Directions for this task: Lines in the listing below containing the string "every" are to be identified and copied.

-- Data records follows --

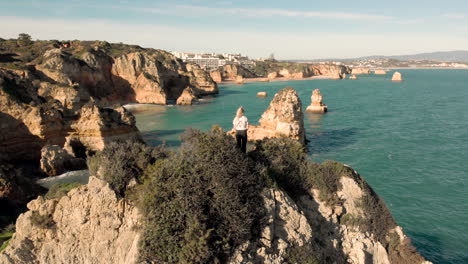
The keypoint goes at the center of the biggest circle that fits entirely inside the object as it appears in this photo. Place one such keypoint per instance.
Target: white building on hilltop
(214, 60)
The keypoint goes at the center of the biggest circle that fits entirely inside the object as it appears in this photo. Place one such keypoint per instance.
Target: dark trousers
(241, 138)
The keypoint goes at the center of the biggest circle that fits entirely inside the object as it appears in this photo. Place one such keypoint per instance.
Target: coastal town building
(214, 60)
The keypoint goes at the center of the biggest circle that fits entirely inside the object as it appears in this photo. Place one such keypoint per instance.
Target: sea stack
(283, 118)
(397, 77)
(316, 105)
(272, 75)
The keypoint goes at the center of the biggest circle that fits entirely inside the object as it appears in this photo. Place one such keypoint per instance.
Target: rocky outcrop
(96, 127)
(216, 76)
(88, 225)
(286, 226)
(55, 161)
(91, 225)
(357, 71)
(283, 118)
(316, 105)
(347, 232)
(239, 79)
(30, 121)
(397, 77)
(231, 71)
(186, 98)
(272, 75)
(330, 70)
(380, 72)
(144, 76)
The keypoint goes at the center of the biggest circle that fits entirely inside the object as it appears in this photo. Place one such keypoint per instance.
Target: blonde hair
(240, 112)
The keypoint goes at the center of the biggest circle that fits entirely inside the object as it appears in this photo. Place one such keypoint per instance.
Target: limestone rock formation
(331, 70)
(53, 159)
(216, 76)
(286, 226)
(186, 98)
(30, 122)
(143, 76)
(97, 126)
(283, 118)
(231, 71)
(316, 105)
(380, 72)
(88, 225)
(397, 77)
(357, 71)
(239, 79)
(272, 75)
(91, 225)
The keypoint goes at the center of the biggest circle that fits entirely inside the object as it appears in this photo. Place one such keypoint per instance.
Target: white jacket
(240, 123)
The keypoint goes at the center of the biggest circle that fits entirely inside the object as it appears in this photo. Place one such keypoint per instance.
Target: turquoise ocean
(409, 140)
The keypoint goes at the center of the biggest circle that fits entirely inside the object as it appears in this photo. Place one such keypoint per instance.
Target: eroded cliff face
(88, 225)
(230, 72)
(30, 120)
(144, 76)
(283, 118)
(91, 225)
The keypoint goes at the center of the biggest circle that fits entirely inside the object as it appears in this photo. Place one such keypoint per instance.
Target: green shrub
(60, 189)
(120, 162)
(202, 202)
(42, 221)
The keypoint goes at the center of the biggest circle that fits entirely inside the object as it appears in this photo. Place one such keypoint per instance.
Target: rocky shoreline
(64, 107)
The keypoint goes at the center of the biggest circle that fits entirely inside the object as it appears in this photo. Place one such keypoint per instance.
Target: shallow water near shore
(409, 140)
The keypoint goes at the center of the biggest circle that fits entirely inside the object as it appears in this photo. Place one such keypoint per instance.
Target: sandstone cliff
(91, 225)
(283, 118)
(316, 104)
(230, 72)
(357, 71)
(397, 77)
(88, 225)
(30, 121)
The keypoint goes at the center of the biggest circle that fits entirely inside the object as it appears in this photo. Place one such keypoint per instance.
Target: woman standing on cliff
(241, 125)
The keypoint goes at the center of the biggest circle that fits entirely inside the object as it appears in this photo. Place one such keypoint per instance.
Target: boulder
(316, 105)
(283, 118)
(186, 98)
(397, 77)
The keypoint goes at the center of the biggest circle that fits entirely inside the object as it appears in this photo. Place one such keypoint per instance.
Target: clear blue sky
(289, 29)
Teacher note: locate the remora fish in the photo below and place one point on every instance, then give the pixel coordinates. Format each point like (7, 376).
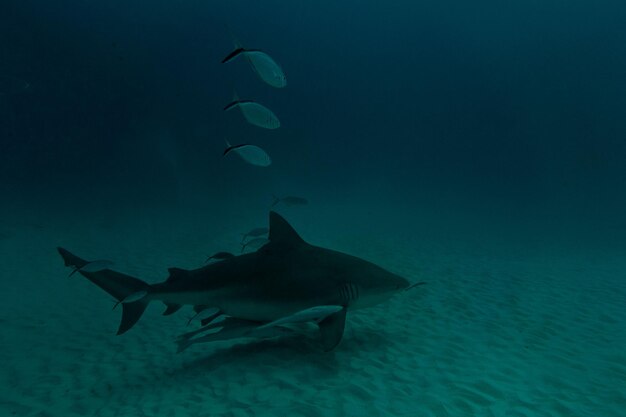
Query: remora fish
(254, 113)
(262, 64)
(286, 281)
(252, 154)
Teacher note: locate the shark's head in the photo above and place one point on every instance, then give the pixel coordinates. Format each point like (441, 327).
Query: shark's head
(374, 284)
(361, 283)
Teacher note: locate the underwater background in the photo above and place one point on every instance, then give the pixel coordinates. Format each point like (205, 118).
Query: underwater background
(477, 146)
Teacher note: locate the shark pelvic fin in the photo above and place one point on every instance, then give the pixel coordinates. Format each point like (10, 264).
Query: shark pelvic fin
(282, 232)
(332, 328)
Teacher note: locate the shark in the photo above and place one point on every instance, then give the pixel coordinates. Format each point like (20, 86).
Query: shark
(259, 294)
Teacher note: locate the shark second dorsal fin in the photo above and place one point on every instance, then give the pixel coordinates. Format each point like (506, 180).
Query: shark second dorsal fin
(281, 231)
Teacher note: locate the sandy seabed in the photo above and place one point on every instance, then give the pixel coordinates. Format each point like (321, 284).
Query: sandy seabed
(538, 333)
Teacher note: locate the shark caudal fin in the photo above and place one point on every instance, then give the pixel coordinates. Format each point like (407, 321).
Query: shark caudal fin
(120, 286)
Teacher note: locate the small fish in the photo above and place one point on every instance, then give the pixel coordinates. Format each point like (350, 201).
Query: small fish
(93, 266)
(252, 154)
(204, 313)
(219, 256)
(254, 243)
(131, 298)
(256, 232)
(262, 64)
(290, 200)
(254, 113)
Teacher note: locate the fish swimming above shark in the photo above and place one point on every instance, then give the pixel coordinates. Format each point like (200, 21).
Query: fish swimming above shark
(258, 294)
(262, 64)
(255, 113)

-- Data records concluded --

Solution to this problem:
Teacher note: locate the remora fish in the photo below and place one point on every instance, then give the pixel coordinates. Format each point like (7, 376).
Teacher note: locate the shark's head in the photo above and place one point on every instance, then give the pixel coordinates. Format each point like (441, 327).
Teacher note: locate the underwater background in the photo above and place one point on every instance, then give the pixel coordinates. Format each point like (205, 118).
Teacher note: locate the shark pelvic fin in the photo above and place one point on every instance, then give the pixel coordinates. Format each point like (10, 264).
Teacher note: locate the shark in the photo above and place one point on every instance, then give the pixel coordinates. Format each point like (20, 86).
Teacher note: locate the shark second dorsal fin in the photo above and place one point on every instance, then give the pixel coordinates. Format each point like (506, 180).
Teacher note: locate the sandy seabed in the photo above and place one point on every instance, then give the pixel coordinates. Format each point like (321, 284).
Teacher note: locate the shark caudal fin in the photo above and place one point on every instance, then give the pixel coordinates. Format each point like (407, 321).
Teacher note: locate the small fish in the photo above and place one point on every instance, then give the pixel coordinates. Format each point like (350, 201).
Teacher note: locate the fish swimming above shark in the photo above and place one point on every instance, then give the pixel coordinates. Format each point like (200, 21).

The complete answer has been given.